>> begin Text extract
# different size releases??



## buckshot087 (Mar 18, 2010)

I have back tension release (scott black hole mini) and a new thumb release (carter simple 1) that I've been switching back and forth between. The thumb release has a much shorter head so my anchor is completely different from one release to the other. Im shooting good with both.. the only problem I see so far is my left/right is off from one release to the other because of the different anchor points. My question is, should i try to find releases that have close to the same head length? If so, id rather have a shorter back tension than a longer thumb release if i can find one. Any ideas? Also, is the tru ball baby ht's head shorter than the ht mediums? thanks


----------



## mike 66 (Jan 21, 2010)

everyones scared to answers this....its very important the hinge what ever it is .that you shoot it VERY close to your perfect dl.......theres a place ...keystonecountrystore.com you can rent them to find one you like......


----------



## Trenthuntingpig (Jan 11, 2012)

Don't switch, archery is about consistancey so of you change your release you are not consistant so pick the one you like and dont change. I hope this helps.


----------



## carlielos (May 12, 2007)

I shoot my scores with a Carter thumb trigger, using back tension, but I practice with a TruBall BT Gold hinge, Yes the 2 have same positioning of anchor and hit same spot.
I believe I shoot more comfortable with the Carter and practicing with the Hinge keeps my back tension up to par!
To each their own, use what works for you!
>> end Text extract
>> begin Material shown
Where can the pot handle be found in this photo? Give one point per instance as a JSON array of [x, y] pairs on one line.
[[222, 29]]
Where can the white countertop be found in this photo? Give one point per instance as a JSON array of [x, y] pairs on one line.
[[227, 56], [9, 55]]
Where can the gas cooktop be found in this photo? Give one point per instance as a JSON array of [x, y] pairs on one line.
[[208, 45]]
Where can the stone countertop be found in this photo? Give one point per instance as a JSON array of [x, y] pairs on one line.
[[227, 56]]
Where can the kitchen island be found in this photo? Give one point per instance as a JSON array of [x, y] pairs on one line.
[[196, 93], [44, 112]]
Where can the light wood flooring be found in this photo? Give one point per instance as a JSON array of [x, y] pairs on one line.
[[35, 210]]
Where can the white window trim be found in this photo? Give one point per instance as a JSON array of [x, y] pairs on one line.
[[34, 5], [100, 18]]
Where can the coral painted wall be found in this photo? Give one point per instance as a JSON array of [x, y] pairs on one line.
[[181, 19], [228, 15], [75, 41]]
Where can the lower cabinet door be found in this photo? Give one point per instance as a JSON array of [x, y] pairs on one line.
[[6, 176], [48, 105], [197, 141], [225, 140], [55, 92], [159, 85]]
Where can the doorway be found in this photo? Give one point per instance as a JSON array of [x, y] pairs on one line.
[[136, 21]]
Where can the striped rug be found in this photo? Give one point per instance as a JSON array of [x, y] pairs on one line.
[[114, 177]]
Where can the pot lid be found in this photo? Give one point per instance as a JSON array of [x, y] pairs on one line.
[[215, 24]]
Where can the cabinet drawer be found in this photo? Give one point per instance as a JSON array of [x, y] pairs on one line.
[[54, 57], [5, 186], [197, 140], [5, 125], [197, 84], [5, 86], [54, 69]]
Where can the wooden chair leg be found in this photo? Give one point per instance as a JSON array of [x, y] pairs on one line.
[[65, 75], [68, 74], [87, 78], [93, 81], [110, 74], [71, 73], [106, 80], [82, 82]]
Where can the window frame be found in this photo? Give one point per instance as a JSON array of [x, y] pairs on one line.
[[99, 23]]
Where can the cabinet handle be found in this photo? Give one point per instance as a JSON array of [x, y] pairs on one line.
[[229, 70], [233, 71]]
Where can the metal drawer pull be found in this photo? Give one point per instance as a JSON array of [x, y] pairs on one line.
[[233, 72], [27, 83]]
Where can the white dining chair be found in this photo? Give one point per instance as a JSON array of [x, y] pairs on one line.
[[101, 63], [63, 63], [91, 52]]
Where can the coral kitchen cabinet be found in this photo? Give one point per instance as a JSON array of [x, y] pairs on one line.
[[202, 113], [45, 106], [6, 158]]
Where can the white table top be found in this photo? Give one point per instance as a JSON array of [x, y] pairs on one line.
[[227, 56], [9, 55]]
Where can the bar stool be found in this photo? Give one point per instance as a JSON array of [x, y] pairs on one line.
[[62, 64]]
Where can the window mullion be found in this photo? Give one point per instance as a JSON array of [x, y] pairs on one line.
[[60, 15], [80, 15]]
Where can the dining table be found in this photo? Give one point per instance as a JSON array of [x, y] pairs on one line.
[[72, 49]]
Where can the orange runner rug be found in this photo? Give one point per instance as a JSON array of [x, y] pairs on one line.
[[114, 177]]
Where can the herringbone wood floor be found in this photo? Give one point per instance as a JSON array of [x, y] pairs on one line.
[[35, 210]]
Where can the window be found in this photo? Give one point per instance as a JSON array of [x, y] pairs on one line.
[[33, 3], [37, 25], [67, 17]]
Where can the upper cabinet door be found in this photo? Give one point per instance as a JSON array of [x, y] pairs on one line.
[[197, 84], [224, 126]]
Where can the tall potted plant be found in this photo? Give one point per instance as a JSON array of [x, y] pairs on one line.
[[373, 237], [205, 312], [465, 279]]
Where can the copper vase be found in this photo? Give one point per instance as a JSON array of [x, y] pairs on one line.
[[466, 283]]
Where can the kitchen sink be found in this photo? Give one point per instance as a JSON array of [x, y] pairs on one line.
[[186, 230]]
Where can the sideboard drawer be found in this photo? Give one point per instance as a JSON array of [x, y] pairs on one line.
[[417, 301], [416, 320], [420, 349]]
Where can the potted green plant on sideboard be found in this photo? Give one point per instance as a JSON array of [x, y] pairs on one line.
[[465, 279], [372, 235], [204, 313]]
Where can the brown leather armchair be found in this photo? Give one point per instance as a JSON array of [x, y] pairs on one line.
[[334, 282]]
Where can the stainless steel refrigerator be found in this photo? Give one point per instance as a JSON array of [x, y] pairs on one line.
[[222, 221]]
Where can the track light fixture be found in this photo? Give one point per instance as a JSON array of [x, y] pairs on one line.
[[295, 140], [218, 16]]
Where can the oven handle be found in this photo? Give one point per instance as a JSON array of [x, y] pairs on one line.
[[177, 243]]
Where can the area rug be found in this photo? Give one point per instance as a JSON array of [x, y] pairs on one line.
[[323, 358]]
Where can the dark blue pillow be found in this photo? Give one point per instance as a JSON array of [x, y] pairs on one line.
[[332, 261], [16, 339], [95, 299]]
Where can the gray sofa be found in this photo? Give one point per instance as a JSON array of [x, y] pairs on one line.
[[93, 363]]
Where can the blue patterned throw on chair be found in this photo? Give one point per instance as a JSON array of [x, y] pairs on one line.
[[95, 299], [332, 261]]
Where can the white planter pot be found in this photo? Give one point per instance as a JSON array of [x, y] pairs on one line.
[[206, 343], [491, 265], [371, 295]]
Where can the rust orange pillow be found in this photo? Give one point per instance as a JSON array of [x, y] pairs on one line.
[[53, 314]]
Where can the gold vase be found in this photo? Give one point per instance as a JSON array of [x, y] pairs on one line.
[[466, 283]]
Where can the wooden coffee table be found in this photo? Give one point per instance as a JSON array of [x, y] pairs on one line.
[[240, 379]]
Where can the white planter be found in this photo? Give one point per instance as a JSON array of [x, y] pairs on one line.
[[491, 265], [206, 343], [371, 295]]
>> end Material shown
### What the task asks:
Pick up the archery forum thread on releases with different head lengths after its final post, and add the next reply in the same style.

### Written answer:
----------



## SpotShy (Mar 14, 2005)

I spoke of this in another post but I will give a bit of detail in this response. There are two major measurments in archery, the front half and the rear half. The front half is the actual draw length, more accurately defined as the true draw length. This is the distance from the deepest point of the bow grip to the point at full draw that places the nocking point directly below the pupil of the eye. The rear half is the from the knocking point to the draw arm elbow which places the rhomboid muscle of the back in the most efficient position to flex and fire the release. Change either half, front or rear and you will have issues. If you are shooting two different releases with two different head lengths you must compensate in some way. The easiest and most effective way is to change d-loop length. However, that would not be very practicle to be changing back and forth if you want two use both. So yes you need to have releases with the same length head to grip length.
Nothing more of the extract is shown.